Task requirements:
Extract each line of the data below that contains the string "tattoo".

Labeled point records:
===============
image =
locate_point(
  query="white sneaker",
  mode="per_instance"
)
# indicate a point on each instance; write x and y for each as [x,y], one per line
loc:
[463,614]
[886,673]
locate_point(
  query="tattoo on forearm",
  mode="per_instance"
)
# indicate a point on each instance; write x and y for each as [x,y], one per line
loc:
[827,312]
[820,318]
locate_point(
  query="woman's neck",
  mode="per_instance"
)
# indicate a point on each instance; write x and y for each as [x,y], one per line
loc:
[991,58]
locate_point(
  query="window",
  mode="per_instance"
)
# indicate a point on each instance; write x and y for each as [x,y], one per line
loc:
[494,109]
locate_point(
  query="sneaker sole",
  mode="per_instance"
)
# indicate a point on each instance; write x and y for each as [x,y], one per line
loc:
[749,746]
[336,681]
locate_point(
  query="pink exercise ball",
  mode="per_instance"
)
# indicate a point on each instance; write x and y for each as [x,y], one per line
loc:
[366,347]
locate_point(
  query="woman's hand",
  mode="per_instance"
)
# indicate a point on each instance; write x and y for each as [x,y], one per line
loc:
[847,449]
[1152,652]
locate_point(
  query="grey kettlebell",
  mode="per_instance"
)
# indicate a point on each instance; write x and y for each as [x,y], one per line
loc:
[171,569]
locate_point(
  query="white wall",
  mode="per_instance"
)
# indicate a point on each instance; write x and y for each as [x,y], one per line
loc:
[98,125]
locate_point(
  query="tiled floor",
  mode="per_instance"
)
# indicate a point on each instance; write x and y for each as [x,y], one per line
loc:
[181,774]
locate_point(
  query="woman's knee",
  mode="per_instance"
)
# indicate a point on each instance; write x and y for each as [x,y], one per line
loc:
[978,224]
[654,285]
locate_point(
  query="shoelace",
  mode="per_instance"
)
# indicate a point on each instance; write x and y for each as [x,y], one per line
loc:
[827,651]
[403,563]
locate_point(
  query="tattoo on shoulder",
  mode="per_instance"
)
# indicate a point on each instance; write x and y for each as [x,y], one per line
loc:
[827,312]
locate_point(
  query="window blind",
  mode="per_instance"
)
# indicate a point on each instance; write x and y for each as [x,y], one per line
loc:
===============
Written solution:
  query="tattoo on forearm",
  query="tattoo on shoulder",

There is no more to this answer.